* Page excerpt *
───
# Week 4 - Probabilistic Programming with STAN

## Part 1 - Simple STAN model

Hello again. We've finally arrived to STAN - a platform for probabilistic programming!



...the usual imports...

**well, notice the new packages!!**

In [0]:
# First, we need to download an auxiliary Python file for STAN
!wget http://mlsm.man.dtu.dk/mbml/pystan_utils.py

--2020-02-17 14:02:33--  http://mlsm.man.dtu.dk/mbml/pystan_utils.py
Resolving mlsm.man.dtu.dk (mlsm.man.dtu.dk)... 192.38.87.226
Connecting to mlsm.man.dtu.dk (mlsm.man.dtu.dk)|192.38.87.226|:80... connected.
───
* Data lines *
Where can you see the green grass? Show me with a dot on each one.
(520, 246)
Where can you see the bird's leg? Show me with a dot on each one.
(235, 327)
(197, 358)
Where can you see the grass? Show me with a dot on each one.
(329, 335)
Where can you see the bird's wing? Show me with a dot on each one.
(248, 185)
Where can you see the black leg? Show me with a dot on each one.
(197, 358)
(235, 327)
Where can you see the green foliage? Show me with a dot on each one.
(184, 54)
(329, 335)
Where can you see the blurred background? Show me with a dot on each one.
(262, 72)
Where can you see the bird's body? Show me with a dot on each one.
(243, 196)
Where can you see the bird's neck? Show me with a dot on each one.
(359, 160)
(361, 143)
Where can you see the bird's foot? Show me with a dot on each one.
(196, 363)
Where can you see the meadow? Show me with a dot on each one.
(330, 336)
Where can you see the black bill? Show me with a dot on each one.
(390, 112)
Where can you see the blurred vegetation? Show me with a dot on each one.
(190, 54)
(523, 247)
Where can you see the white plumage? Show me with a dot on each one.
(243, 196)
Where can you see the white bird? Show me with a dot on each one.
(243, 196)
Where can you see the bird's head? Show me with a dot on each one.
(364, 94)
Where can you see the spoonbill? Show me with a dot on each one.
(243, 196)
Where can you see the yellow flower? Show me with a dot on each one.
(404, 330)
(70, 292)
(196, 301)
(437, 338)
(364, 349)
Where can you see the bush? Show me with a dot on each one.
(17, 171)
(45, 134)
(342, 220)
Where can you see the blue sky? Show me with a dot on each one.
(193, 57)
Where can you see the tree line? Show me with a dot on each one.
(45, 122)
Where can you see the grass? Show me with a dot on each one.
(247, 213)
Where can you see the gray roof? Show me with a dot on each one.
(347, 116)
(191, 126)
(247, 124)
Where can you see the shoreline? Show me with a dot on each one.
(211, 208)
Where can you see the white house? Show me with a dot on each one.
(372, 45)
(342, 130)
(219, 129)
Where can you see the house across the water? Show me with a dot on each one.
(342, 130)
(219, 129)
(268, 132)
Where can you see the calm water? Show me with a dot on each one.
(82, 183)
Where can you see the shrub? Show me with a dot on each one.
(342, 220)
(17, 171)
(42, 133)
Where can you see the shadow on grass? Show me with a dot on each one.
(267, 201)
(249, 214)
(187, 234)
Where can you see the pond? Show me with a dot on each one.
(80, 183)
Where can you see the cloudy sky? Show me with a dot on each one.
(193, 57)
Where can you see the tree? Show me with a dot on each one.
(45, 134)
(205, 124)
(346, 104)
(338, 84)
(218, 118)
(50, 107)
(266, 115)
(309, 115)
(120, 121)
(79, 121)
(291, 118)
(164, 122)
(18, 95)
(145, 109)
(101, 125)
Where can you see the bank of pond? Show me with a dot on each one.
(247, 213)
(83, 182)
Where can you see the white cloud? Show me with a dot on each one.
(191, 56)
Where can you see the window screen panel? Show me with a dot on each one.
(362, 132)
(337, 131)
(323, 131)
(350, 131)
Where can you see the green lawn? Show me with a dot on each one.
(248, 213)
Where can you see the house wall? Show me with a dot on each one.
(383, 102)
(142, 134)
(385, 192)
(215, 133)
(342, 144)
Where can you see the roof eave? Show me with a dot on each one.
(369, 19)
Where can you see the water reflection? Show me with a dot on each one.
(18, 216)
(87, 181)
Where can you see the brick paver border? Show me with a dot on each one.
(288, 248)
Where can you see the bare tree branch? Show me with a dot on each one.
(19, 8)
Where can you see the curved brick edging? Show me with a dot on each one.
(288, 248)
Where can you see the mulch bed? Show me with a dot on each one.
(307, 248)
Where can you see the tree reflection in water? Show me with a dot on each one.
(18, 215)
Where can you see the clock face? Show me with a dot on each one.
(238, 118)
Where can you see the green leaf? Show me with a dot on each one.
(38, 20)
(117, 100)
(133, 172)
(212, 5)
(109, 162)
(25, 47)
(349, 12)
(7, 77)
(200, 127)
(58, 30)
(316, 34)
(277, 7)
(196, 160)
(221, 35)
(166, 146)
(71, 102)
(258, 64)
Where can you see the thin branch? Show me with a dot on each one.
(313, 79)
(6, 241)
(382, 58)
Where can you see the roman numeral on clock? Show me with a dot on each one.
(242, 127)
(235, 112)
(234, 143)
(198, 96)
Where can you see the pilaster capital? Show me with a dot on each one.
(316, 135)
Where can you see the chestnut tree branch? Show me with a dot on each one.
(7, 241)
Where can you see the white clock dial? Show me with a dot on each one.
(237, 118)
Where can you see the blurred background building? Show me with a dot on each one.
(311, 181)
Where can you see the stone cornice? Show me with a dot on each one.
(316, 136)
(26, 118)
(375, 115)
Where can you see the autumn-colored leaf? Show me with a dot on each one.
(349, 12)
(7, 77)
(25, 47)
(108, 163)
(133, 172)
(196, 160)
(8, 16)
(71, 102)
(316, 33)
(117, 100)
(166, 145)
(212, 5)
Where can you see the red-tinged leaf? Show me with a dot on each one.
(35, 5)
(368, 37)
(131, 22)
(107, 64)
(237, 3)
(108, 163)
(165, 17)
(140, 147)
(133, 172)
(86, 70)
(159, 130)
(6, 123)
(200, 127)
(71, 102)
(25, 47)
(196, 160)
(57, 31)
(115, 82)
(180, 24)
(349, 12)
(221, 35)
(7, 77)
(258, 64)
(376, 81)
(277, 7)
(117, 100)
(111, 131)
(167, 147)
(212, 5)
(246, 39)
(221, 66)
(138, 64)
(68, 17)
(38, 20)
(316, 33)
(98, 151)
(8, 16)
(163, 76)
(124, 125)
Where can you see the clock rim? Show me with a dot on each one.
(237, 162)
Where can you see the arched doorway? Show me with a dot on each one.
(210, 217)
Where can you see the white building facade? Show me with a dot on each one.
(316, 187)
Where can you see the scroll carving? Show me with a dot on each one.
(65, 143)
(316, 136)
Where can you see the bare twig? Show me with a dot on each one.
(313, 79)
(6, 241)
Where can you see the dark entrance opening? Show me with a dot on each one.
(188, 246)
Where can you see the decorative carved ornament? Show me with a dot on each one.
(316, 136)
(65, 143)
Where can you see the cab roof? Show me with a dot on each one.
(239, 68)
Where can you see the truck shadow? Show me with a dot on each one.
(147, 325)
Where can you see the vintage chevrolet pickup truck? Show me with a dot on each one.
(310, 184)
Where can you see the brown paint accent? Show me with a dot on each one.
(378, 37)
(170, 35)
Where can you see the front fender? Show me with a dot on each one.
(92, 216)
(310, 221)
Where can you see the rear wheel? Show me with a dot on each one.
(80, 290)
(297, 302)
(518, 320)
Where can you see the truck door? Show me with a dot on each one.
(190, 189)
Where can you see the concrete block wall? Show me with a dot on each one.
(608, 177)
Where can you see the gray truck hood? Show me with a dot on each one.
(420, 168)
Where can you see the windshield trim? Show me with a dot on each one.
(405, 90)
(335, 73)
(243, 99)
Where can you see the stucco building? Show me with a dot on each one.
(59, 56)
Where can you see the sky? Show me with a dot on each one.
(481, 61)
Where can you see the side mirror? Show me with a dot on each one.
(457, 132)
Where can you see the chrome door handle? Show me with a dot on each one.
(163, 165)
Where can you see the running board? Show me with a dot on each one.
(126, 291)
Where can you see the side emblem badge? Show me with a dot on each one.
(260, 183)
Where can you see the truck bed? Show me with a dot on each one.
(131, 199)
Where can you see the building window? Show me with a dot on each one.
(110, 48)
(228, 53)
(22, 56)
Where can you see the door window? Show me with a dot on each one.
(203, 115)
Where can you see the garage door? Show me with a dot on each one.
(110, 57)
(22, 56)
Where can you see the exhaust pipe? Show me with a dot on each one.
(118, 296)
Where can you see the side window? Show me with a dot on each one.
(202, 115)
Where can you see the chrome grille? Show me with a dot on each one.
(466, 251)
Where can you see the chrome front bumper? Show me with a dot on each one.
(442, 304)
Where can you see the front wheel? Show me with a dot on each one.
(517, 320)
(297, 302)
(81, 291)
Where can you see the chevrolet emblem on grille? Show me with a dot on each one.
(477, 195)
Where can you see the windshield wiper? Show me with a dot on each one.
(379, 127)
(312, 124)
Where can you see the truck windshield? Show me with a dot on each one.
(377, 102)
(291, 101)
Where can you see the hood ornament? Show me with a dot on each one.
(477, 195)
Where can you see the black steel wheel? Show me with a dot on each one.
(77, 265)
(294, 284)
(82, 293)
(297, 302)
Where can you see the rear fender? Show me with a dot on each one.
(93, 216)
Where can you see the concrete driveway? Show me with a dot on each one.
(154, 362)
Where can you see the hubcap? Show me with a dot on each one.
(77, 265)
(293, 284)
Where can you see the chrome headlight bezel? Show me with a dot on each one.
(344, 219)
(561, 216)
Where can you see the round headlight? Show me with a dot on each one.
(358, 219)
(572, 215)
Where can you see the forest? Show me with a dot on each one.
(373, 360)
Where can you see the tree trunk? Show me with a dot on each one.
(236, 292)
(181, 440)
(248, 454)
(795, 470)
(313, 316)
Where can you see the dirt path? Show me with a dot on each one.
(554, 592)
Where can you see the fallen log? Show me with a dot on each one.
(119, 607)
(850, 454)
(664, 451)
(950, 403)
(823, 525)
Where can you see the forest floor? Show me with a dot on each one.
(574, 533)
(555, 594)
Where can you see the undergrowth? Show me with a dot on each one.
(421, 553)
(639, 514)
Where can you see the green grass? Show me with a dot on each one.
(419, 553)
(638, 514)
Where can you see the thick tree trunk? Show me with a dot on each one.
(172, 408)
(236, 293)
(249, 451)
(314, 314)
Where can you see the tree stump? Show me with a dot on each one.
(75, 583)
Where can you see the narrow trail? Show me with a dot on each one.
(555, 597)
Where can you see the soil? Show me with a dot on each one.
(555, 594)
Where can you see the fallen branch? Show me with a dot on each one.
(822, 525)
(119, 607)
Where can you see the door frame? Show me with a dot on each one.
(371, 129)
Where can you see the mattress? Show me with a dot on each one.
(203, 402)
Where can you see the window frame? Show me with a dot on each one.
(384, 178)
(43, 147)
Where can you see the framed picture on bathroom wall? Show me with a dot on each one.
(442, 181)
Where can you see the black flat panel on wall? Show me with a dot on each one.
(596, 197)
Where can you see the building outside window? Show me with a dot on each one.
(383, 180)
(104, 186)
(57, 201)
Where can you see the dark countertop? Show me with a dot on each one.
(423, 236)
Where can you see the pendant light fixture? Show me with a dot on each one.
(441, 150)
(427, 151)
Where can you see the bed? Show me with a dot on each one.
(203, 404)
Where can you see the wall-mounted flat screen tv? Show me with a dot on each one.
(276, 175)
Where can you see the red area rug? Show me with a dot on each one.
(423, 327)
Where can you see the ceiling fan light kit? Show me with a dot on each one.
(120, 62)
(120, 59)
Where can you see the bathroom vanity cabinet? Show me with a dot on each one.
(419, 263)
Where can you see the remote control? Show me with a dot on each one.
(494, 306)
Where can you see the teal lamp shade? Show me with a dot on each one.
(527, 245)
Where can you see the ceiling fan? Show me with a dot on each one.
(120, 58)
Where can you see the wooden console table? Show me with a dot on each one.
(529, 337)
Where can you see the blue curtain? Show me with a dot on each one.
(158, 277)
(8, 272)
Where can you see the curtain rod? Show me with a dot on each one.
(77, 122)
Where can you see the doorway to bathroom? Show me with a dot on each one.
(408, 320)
───
* What to work on *
1) Answer these about the STAN notebook excerpt:
(a) Which week is the notebook for?
(b) Which file does the wget command download?
(c) What IP address does the server's host name resolve to?
2) In order, list each step that the download log in the STAN notebook excerpt reports.
3) Pick up the STAN notebook excerpt from where it stops and continue it.

* Answers given *
1)
(a) Week 4
(b) pystan_utils.py, an auxiliary Python file for STAN
(c) 192.38.87.226

2)
1. Starting the download of http://mlsm.man.dtu.dk/mbml/pystan_utils.py at 2020-02-17 14:02:33
2. Resolving mlsm.man.dtu.dk to 192.38.87.226
3. Connecting to mlsm.man.dtu.dk (192.38.87.226) on port 80, which succeeded

3)
HTTP request sent, awaiting response... 200 OK
Length: 2661 (2.6K) [text/x-python]
Saving to: ‘pystan_utils.py’


2020-02-17 14:02:34 (437 MB/s) - ‘pystan_utils.py’ saved [2661/2661]



In [0]:
import numpy as np
import matplotlib.pyplot as plt
import random
import pystan
import pystan_utils # our own small package with utilities to use with STAN

# matplotlib options
plt.style.use('ggplot')
%matplotlib inline
plt.rcParams['figure.figsize'] = (12, 8)

In [0]:
# usually have to run this twice to take effect
plt.style.use('ggplot')
%matplotlib inline
plt.rcParams['figure.figsize'] = (12, 8)

### 1.1. Hello World and variations

Every respectable programming language requires that newcomers start with a small "Hello World" code. Besides being a familiar initial exercise, it also lets you learn a basic tool: how to print something! 

Don't forget. It may be useful for you later, for example for debugging!

We'll do the program for you



In [0]:
Hello_STAN="""
transformed data {
    print("Hello World from STAN");
}
"""

# compile model
sm = pystan.StanModel(model_code=Hello_STAN)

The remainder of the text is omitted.